Text provided:
-------

Re: On columnar storage

From: Michael Nolan <htfoot(at)gmail(dot)com>
To: Tomas Vondra <tomas(dot)vondra(at)2ndquadrant(dot)com>
Cc: PostgreSQL Hackers <pgsql-hackers(at)postgresql(dot)org>
Subject: Re: On columnar storage
Date: 2015-06-14 22:35:01
Message-ID: CAOzAquJGTzR6vSbsiZXBys2OKZdLRDYk3kqp+Dp+Bko8SeyOAA@mail.gmail.com
Views: Raw Message | Whole Thread | Download mbox | Resend email
Thread:
Lists: pgsql-hackers

On Sun, Jun 14, 2015 at 10:30 AM, Tomas Vondra <tomas(dot)vondra(at)2ndquadrant(dot)com
> wrote:

>
>> Are you looking to avoid all hardware-based limits, or would using a 64
>> bit row pointer be possible? That would give you 2^64 or 1.8 E19 unique
>> rows over whatever granularity/uniqueness you use (per table, per
>> database, etc.)
>> --
>> Mike Nolan.

-------

Dataset rows:
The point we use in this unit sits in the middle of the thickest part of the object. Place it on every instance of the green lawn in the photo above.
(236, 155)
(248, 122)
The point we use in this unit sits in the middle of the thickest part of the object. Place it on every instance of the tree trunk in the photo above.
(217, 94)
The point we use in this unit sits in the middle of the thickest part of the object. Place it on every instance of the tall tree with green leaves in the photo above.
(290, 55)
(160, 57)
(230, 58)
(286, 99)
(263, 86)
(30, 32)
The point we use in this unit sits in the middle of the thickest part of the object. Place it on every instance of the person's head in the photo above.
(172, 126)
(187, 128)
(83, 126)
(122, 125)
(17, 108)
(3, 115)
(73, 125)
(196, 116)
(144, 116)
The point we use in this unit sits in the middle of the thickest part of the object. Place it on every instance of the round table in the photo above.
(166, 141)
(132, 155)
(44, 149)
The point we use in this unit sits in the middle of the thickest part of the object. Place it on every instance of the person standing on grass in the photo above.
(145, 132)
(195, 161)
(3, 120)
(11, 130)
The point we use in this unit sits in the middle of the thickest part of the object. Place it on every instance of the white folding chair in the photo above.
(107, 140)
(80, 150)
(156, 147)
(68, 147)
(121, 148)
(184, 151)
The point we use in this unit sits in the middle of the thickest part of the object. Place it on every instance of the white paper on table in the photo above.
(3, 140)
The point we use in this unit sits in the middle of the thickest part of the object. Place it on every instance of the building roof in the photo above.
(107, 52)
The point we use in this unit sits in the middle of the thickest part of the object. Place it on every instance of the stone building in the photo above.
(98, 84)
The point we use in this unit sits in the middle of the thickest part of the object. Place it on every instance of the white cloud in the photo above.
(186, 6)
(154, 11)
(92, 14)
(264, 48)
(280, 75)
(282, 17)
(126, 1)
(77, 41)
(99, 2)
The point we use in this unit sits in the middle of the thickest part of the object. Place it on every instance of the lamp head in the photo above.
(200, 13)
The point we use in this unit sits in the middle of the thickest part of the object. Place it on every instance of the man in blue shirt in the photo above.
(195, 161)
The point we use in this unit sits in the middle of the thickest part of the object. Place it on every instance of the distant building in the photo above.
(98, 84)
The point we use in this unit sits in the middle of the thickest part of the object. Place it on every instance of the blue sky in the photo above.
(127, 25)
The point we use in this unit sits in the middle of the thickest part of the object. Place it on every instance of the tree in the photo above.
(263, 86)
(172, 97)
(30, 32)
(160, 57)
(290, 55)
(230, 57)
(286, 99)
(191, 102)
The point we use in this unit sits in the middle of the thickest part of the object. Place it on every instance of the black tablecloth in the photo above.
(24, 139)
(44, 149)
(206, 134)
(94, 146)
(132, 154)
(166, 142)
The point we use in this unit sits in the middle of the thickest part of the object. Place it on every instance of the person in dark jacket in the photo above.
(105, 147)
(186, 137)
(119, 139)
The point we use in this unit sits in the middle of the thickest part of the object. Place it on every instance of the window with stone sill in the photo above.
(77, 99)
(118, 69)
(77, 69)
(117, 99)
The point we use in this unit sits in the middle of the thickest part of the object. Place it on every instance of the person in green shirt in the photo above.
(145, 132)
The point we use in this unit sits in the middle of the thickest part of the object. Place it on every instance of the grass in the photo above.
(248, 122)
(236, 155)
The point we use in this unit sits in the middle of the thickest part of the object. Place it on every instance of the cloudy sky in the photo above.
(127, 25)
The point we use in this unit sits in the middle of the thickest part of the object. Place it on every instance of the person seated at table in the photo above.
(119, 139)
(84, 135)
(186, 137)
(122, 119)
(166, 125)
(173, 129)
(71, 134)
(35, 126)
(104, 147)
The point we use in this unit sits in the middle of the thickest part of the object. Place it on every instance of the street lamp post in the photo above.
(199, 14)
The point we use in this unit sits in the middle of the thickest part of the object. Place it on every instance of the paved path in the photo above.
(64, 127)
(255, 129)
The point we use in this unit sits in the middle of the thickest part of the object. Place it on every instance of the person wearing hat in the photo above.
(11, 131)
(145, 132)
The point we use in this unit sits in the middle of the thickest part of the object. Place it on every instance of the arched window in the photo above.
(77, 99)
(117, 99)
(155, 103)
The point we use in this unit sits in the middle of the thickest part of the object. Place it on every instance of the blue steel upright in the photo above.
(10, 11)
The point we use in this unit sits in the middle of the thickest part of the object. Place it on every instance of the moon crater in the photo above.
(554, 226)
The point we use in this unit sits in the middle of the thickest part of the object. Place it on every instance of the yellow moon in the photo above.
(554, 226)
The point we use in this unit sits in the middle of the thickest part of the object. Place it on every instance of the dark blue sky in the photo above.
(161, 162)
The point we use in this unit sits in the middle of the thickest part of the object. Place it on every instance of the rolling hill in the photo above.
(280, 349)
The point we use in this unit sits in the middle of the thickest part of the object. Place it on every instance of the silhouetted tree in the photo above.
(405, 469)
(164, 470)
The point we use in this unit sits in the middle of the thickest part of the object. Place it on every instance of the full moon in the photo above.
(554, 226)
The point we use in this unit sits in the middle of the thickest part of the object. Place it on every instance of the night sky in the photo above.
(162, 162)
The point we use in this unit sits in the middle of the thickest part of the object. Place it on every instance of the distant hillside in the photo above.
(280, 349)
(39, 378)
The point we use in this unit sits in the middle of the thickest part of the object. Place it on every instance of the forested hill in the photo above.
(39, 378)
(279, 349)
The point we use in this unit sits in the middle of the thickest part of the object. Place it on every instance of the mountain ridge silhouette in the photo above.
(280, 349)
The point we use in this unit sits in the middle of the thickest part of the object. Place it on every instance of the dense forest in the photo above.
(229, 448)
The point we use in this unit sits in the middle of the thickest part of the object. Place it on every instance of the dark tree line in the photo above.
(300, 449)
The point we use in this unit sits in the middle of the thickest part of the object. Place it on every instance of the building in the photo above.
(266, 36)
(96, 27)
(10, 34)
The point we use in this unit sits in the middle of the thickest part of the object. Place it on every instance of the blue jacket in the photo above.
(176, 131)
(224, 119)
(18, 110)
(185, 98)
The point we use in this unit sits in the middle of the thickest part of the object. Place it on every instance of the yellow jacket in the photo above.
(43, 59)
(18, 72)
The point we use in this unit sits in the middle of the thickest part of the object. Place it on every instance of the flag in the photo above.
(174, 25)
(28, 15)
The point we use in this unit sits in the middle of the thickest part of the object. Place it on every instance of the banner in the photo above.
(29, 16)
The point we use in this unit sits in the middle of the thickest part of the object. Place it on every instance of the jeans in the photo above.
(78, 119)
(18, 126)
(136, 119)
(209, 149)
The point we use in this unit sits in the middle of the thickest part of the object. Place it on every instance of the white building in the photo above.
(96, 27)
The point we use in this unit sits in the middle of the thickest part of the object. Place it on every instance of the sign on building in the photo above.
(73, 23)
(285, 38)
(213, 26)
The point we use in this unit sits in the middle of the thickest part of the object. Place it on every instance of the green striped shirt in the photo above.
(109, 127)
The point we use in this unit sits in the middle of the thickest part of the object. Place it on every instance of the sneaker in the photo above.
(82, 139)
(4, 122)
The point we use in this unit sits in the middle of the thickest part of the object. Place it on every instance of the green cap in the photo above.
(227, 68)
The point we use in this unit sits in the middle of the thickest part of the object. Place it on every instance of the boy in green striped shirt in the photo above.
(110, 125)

-------

Work to be completed: Resume the mailing-list message on columnar storage, writing on from its last line.

Expected answer:
>>
>
> I don't think the number of tuples is the main problem here, it's the
> number of pages a single relation can have. Looking at the numbers of rows
> as a direct function of TID size is misleading, because the TID is split
> into two fixed parts - page number (32b) and tuple number (16b).
>
> For the record, 2^48 is 281,474,976,710,656 which ought to be enough for
> anybody, but we waste large part of that because we assume there might be
> up to 2^16 tuples per page, although the actual limit is way lower (~290
> for 8kB pages, and ~1200 for 32kB pages.
>
> So we can only have ~4 billion pages, which is where the 32TB limit comes
> from (with 32kB pages it's 128TB).
>
> Longer TIDs are one a straightforward way to work around this limit,
> assuming you add the bits to the 'page number' field. Adding 16 bits (thus
> using 64-bit pointers) would increase the limit 2^16-times to about 2048
> petabytes (with 8kB pages). But that of course comes with a cost, because
> you have to keep those larger TIDs in indexes etc.
>
> Another option might be to split the 48 bits differently, by moving 5 bits
> to the page number part of TID (so that we expect ~2048 tuples per page at
> most). That'd increase the limit to 1PB (4PB with 32kB pages).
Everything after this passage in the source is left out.